EXERCISE AIM -
From the entries below, gather every line that contains the word "roof".

Excerpts of labeled region data -
■ ■ ■ ■ ■ ■ ■
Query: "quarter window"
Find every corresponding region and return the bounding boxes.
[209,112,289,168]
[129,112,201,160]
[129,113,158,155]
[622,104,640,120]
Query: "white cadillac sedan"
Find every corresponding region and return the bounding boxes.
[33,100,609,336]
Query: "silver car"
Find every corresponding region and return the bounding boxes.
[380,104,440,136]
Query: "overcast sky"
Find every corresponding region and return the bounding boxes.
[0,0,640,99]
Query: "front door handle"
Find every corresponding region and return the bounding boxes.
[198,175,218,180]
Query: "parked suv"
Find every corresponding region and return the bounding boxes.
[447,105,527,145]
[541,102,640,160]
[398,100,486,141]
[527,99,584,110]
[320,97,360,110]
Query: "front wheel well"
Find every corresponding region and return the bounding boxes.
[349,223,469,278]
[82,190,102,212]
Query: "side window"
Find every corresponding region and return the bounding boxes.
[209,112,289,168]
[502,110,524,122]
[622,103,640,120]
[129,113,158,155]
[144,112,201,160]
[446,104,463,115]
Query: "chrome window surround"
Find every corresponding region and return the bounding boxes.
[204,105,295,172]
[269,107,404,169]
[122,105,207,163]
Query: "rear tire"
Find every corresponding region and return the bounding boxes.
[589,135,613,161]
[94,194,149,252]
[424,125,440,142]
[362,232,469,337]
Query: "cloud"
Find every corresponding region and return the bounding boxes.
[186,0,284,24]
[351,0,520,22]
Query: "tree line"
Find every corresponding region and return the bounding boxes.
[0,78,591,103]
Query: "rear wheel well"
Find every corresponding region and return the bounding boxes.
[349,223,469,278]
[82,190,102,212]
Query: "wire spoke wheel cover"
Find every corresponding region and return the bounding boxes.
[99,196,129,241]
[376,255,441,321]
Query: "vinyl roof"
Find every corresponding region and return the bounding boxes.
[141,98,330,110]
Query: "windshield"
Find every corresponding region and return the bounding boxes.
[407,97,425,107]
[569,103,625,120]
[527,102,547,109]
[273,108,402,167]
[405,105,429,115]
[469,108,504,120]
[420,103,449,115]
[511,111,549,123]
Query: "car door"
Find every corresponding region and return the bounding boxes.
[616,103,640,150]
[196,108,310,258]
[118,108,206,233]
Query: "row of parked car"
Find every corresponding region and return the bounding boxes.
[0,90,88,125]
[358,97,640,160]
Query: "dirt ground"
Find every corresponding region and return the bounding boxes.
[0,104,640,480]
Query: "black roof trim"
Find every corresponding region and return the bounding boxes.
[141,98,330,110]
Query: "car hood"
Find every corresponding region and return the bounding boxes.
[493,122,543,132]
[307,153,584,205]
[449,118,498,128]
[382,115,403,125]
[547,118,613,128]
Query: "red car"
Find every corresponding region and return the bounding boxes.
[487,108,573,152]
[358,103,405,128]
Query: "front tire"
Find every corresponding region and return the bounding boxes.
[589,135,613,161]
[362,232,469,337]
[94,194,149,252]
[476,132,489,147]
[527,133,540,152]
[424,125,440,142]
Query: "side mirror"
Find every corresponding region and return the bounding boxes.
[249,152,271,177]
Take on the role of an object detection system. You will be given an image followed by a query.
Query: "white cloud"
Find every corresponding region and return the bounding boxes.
■ ■ ■ ■ ■ ■ ■
EXERCISE RESPONSE -
Query: "vinyl roof"
Query: "black roof trim"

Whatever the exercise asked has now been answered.